§ **Problem statement**
Copy each of the items below word for word, omitting the pictures.

§ **Items from a data source**
- - - - - - -

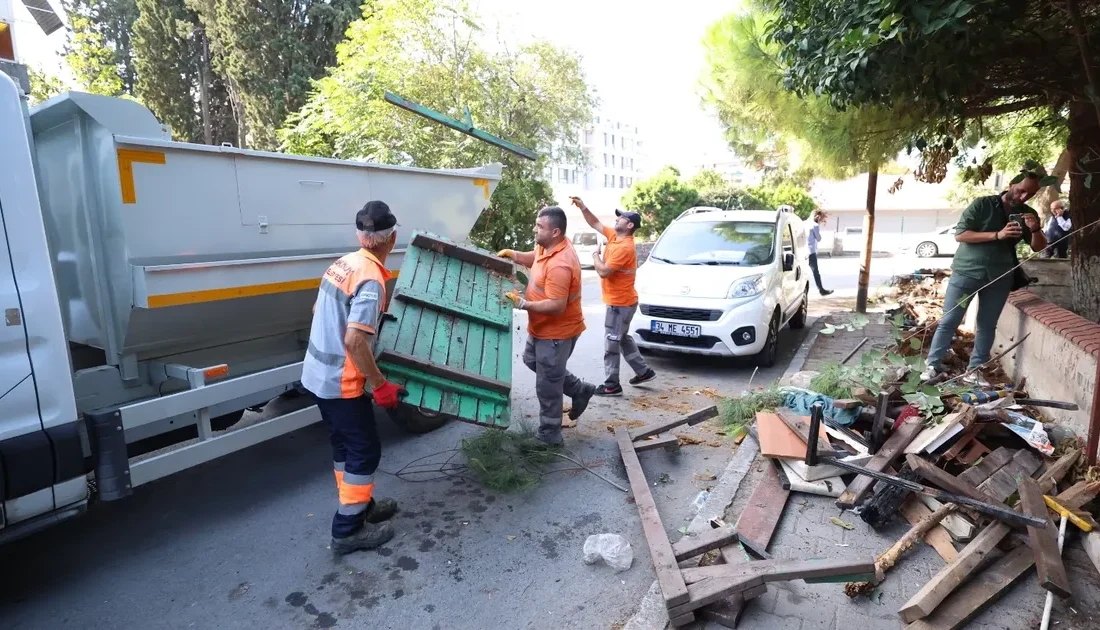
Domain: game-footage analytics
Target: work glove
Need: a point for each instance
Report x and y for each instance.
(387, 394)
(516, 299)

- - - - - - -

§ **Output of the task**
Domain: game-footage analytics
Target: work glove
Need: a point for each instance
Report x and y for each instance.
(387, 394)
(516, 299)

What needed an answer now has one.